Once the pictures are set aside, transcribe the remaining data exactly.

'''

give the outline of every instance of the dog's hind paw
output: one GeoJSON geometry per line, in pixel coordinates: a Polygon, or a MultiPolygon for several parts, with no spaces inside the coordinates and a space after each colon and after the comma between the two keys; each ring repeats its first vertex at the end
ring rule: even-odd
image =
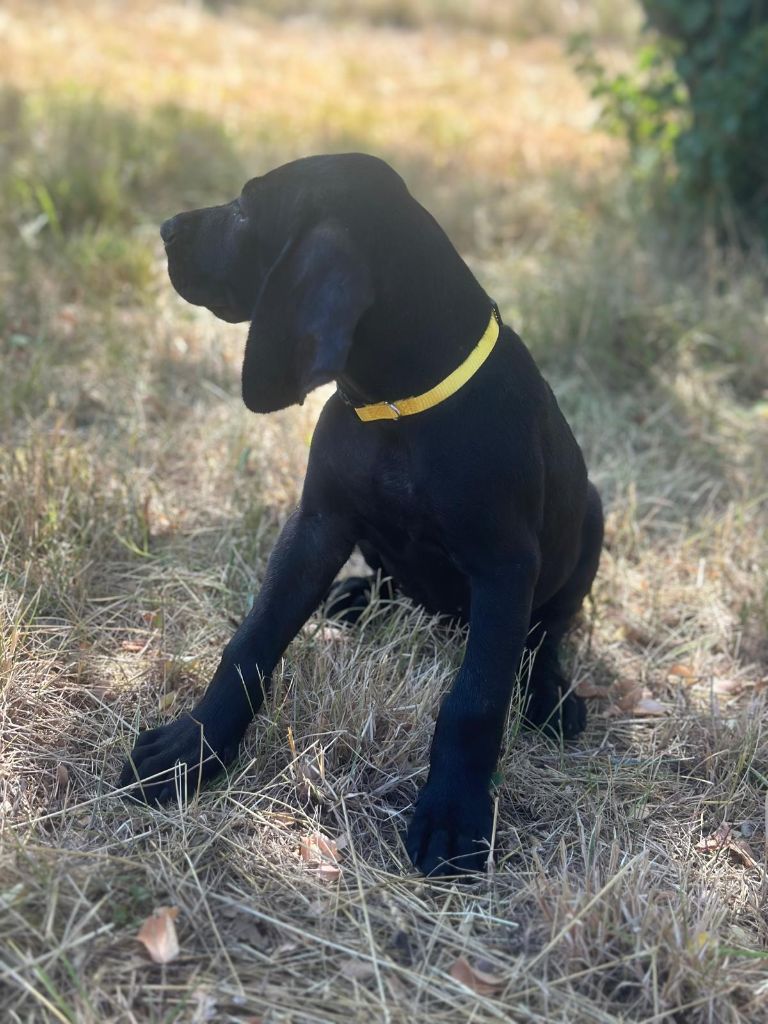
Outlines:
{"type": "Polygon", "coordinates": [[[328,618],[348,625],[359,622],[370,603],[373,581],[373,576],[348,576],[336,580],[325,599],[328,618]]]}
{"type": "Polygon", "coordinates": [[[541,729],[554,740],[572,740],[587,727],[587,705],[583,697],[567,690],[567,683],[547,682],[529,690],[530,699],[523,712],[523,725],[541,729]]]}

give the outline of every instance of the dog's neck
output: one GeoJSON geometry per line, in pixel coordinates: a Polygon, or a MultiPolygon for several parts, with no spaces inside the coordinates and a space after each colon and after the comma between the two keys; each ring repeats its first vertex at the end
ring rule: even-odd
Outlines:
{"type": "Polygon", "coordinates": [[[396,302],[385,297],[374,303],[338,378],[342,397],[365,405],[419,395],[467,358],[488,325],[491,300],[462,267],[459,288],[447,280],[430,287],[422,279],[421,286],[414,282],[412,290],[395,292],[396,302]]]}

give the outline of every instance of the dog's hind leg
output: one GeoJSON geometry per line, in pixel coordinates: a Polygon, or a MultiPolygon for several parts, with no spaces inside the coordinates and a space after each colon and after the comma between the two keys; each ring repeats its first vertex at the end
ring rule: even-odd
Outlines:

'''

[REPLY TO THE EXERCISE]:
give the outline of every instance of the dog's hind paw
output: one GeoJSON geometry per line, in pixel coordinates: a Polygon, or a MultiPolygon for several parts, with no spaces inside the coordinates and a space after each colon and after the comma between the two keys; each ring repeats its first vertex at the end
ring rule: even-odd
image =
Outlines:
{"type": "Polygon", "coordinates": [[[328,618],[348,625],[359,622],[370,603],[373,581],[373,576],[348,576],[336,580],[325,599],[328,618]]]}
{"type": "Polygon", "coordinates": [[[541,729],[554,740],[572,740],[587,727],[587,705],[583,697],[567,690],[567,683],[547,682],[529,690],[530,699],[523,712],[523,725],[541,729]]]}

give the outline of every instance of the dog's neck
output: one GeoJSON geometry per line, in pixel coordinates: a Polygon, or a MultiPolygon for several parts, with no spaces inside the coordinates and a space after each colon and after the comma between the two keys; each ring repeats its first vertex at the end
ring rule: even-odd
Outlines:
{"type": "Polygon", "coordinates": [[[396,302],[385,297],[374,303],[338,378],[342,397],[365,405],[419,395],[467,358],[488,325],[491,300],[462,267],[459,288],[447,280],[430,287],[422,279],[421,286],[414,282],[412,290],[395,292],[396,302]]]}

give the outline of every instance of the dog's hind leg
output: one GeoJSON geometry per line, in pixel coordinates: a Polygon, or a MultiPolygon for several parts, with no spaces inside the coordinates and a space after each colon and after the comma between the two keys; each ring repeats its first vertex at the end
ring rule: even-odd
Outlines:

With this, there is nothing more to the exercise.